• _TO DO_
- A) Using the course description, answer each question below on its own line.
(i) How many lecture sessions are held each week, and how long is each session?
(ii) Which program's incoming students does the course introduce to planning?
(iii) What does the fifth unit of the course focus on?
- B) Copy the course description again, beginning at the words "Course Meeting Times" and stopping after "as society evolves.". Swap each "planners" for "practitioners".

• _PASSAGE TO READ_
Course Meeting Times
Lectures: 2 sessions / week, 2 hours / session
This course introduces incoming students in the Master in City Planning (MCP) program to the theory and practice of planning in the public interest. It relies primarily on challenging real-world cases to highlight persistent dilemmas, the power and limits of planning, the multiple roles in which planners find themselves in communities around the globe, and the political and other constraints that planners face as they try to be effective. In all these ways, our focus is on planning action, not the history of urban development or urban social theory, though we will explore the ways in which planning ideals and cities have shaped each other as society evolves.
The primary objectives of the course are:
- To introduce students to the profession - its history, promise, and challenges-providing, in the process, a language and set of reference points that help define the profession and the many fields it touches;
- To help students develop a workable theory of practice to guide their professional development and lifelong learning;
- To stimulate a critical awareness of the opportunities and challenges specific to planning in diverse societies, whether diversity is defined in racial, ethnic, religious, class, or other dimensions;
- To develop core competencies essential to effective practice, including problem analysis, teamwork, and communication skills (written and oral presentation, media support); and
- To introduce incoming students, through hands-on work, to the Department, including distinct specializations, the domestic and international elements of our work (and bridges across them), the curriculum, and cutting-edge research on cities, social justice, and problem-solving happening at and around MIT.
In pursuit of these objectives, we'll visit and revisit fundamental questions: Where did planning come from, and where is it going? What are its core values and ethical commitments? What do planners do? Is there an identifiable public interest, and if so, how can planning promote it as cities and societies change-often in profound and confusing ways?
Format and Requirements
The course format and requirements emphasize the development of practice competencies and professionalism. Like much planning practice, much class time will be interactive, calling on you to be an active learner. Our work on real-world cases will be necessarily selective: That is, our work cannot be "mile-wide and inch-deep." So our cases will center on focal themes. The written and oral assignments emphasize professional audiences and tasks as well as intellectual inquiry. In several instances, the course will engage you as a peer coach, critiquing your colleagues' work, both to enrich the "360-degree" feedback available to them and to develop your own understanding of the varied demands of effective practice.
The course is in six compact units. The first introduces the course and core dilemmas of planning theory and action. The next three units revolve around major cases, each taught by a lead faculty member with a deep knowledge of the case and by a supporting instructor. The fifth unit focuses on interest-based negotiation and stakeholder mapping. The sixth and final unit focuses on cities of tomorrow and cities of difference-issues of human diversity in public life and professional work, as well as your own planning education. The final exam concludes the course.

• _GIVEN ENTRIES_

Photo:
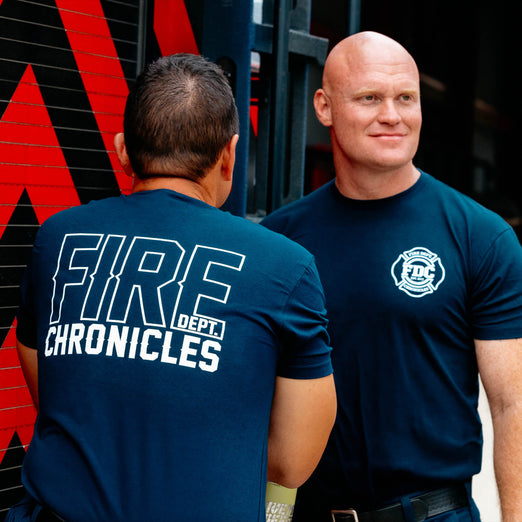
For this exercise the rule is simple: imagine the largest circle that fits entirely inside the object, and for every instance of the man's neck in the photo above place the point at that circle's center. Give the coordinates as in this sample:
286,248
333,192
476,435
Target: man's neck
184,186
367,184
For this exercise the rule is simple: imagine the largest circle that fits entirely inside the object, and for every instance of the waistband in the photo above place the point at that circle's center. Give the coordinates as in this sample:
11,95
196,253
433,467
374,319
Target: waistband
423,506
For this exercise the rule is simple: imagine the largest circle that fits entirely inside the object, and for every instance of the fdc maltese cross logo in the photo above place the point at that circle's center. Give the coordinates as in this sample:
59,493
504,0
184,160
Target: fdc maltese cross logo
418,272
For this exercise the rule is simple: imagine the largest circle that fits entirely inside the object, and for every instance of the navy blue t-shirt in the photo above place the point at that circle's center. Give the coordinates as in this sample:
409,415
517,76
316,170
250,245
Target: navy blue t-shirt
161,323
410,281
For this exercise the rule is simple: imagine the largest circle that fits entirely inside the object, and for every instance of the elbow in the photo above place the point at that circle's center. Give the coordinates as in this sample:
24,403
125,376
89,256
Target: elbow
290,478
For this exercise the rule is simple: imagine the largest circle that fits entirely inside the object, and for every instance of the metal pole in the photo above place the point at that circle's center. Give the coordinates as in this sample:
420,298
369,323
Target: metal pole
279,111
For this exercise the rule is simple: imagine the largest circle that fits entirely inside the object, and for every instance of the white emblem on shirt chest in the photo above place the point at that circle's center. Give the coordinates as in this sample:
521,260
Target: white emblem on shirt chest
418,272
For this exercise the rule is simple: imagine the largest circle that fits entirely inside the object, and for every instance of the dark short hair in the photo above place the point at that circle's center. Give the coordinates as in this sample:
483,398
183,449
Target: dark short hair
179,116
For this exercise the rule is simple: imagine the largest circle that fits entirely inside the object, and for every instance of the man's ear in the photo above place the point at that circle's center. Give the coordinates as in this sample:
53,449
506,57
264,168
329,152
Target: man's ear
322,108
121,152
229,158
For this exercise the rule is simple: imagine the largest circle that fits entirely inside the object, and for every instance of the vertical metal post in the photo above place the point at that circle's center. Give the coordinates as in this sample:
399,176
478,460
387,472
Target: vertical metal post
142,36
227,40
354,21
279,109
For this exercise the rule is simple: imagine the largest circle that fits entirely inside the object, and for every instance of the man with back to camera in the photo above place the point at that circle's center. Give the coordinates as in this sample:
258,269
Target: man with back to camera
423,286
178,355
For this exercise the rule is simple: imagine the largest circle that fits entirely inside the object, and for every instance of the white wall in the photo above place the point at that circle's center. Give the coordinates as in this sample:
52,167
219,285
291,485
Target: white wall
484,486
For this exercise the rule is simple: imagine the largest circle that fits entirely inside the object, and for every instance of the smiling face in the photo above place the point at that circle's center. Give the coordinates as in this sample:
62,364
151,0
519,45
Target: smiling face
370,100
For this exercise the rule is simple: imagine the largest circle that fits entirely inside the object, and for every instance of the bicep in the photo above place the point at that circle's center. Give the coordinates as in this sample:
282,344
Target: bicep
303,413
500,367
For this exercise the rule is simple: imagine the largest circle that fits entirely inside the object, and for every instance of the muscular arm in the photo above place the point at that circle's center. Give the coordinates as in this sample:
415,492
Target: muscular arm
303,413
500,366
29,362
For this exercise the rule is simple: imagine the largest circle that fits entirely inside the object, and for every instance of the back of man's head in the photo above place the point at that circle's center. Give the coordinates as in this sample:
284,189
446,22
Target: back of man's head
179,116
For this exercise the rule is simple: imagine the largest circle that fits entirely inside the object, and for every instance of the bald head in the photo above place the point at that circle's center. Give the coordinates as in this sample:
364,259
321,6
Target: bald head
370,102
362,51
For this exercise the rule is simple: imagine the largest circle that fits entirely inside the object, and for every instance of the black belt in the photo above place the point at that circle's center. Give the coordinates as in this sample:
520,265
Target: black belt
424,506
48,515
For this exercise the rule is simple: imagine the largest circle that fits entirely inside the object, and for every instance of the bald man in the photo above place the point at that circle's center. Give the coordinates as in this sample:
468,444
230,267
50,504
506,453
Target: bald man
423,288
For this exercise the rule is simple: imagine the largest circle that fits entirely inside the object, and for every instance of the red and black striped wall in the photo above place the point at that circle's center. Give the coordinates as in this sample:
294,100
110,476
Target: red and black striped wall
65,68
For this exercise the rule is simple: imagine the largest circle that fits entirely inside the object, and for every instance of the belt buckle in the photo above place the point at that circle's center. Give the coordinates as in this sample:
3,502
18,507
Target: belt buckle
351,512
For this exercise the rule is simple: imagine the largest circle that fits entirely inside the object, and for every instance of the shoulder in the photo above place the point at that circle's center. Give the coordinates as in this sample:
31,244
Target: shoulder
270,243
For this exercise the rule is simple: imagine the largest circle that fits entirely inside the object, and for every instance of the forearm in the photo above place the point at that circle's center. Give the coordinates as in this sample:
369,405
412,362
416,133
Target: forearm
508,460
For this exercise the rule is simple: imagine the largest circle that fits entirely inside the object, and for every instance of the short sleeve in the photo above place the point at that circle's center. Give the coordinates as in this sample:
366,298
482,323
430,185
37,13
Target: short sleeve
497,292
306,352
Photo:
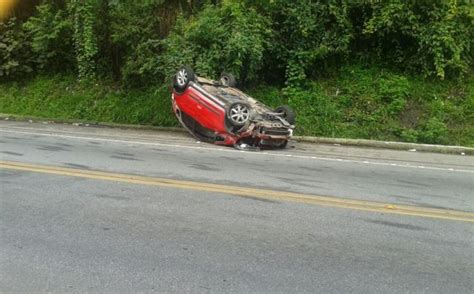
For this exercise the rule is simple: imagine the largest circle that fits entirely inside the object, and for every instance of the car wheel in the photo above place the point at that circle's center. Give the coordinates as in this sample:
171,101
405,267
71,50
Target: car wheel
228,80
238,114
182,78
287,113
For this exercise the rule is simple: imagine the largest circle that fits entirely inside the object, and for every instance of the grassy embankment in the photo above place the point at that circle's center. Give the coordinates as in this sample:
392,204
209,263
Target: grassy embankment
356,103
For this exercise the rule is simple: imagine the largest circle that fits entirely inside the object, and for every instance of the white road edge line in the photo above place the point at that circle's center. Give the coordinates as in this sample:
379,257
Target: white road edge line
240,151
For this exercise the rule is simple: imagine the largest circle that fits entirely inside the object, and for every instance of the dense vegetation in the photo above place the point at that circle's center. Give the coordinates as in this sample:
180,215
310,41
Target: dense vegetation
396,70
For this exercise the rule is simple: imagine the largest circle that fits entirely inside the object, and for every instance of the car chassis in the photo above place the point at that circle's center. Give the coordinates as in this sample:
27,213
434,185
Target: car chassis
219,113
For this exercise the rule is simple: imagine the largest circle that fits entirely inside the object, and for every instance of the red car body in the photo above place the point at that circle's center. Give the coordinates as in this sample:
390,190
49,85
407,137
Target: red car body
223,115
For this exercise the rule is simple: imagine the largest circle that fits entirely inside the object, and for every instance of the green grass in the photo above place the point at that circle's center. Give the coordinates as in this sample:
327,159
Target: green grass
65,98
357,102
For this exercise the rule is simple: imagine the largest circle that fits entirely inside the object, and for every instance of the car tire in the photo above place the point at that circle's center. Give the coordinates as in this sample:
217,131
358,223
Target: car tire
182,78
287,113
228,80
238,114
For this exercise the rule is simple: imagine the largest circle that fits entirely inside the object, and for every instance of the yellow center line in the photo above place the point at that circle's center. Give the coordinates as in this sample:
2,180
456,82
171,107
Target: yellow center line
247,192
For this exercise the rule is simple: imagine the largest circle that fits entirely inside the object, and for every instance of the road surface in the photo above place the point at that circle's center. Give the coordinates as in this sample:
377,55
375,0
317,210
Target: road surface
87,209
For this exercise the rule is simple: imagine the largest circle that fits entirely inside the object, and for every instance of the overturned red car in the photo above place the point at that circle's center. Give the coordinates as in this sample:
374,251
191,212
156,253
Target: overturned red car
217,112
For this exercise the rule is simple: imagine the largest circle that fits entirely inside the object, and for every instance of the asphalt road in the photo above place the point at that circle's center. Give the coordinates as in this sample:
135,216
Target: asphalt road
76,230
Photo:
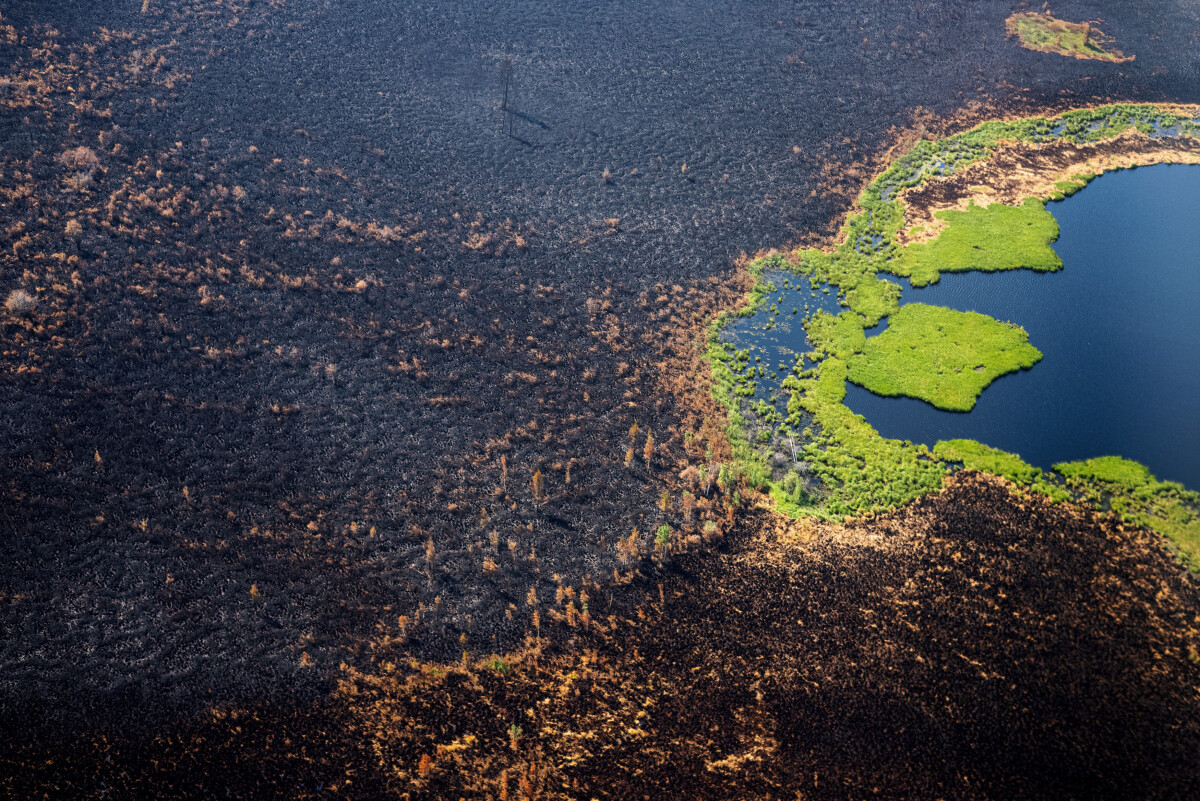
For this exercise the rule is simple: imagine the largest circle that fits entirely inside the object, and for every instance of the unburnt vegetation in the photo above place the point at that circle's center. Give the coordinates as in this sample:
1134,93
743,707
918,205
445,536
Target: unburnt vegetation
940,355
1048,34
843,465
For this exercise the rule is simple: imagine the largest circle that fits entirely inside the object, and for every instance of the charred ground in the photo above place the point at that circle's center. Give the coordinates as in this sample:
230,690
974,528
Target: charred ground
315,294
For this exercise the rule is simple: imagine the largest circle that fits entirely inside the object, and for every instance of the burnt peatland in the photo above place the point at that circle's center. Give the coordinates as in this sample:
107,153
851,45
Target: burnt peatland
306,320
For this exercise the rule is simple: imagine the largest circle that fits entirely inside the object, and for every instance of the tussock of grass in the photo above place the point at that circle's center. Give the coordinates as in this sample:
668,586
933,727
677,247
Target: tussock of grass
987,239
941,356
1131,491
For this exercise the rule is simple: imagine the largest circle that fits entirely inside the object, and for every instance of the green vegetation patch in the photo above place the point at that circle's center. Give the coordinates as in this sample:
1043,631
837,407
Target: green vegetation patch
977,456
844,467
1131,491
940,355
1047,34
987,239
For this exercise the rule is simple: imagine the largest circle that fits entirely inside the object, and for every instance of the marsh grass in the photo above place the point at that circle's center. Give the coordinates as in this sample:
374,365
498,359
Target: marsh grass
1129,489
859,470
941,356
987,239
977,456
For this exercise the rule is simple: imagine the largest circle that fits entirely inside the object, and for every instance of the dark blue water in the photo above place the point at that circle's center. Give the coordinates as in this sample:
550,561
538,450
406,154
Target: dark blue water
1119,327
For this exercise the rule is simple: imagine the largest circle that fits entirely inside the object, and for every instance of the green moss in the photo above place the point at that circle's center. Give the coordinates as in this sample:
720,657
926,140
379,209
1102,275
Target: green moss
987,239
858,470
1129,489
841,335
977,456
941,356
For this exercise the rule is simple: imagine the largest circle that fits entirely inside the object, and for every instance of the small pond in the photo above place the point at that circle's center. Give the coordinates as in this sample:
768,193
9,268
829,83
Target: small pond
1119,327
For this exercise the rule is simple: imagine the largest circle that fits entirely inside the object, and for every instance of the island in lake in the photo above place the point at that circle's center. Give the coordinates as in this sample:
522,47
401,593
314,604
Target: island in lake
969,203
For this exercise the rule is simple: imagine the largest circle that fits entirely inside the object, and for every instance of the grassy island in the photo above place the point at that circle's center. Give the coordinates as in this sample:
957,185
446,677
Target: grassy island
820,458
1045,34
987,239
941,356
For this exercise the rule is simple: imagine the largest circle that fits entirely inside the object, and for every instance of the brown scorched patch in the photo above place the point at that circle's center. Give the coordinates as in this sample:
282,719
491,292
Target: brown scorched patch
1021,170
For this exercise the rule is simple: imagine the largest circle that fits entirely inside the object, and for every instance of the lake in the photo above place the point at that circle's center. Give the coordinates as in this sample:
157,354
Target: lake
1119,327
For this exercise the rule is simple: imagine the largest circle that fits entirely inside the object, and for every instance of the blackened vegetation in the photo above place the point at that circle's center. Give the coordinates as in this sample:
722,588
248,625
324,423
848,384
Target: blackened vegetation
300,311
975,645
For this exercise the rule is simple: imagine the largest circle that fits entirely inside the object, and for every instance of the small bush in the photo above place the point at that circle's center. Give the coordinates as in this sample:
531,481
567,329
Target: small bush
19,303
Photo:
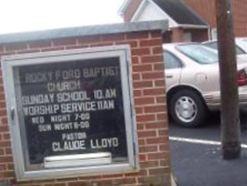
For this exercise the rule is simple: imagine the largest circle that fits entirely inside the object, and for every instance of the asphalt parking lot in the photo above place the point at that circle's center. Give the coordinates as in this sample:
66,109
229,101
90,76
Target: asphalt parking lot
196,156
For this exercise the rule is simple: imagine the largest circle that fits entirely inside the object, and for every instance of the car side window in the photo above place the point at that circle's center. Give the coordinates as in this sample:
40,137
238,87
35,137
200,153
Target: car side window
171,61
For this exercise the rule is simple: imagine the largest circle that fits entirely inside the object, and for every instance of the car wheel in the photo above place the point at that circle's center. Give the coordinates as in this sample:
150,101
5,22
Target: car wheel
187,108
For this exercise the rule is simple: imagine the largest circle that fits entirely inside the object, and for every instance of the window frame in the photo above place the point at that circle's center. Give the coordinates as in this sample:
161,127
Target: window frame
179,60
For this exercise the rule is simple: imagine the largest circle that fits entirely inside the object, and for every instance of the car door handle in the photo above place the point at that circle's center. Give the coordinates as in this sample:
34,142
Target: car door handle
169,76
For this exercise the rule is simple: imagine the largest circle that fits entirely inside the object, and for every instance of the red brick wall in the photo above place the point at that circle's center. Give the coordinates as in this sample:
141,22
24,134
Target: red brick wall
150,107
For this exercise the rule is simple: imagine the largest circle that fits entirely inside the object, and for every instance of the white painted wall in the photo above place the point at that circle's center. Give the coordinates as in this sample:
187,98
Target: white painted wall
149,11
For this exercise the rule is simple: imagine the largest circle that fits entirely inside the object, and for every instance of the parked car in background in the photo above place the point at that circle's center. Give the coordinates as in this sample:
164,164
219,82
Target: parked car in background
241,45
192,82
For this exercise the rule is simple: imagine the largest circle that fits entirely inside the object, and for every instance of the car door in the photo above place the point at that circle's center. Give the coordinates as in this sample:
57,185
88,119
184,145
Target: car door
173,68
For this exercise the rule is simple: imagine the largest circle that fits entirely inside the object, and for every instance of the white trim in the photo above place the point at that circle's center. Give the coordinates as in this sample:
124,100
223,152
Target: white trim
174,24
123,7
141,7
192,26
138,11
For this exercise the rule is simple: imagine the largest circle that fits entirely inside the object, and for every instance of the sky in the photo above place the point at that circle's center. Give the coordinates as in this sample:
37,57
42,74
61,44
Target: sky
31,15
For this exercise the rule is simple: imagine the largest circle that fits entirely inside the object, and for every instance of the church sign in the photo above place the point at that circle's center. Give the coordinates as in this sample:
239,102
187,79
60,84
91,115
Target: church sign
70,110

• _SET OF ANSWERS_
- A)
(i) Two sessions a week, each two hours long.
(ii) The Master in City Planning (MCP) program.
(iii) Interest-based negotiation and stakeholder mapping.

- B)
Course Meeting Times
Lectures: 2 sessions / week, 2 hours / session
This course introduces incoming students in the Master in City Planning (MCP) program to the theory and practice of planning in the public interest. It relies primarily on challenging real-world cases to highlight persistent dilemmas, the power and limits of planning, the multiple roles in which practitioners find themselves in communities around the globe, and the political and other constraints that practitioners face as they try to be effective. In all these ways, our focus is on planning action, not the history of urban development or urban social theory, though we will explore the ways in which planning ideals and cities have shaped each other as society evolves.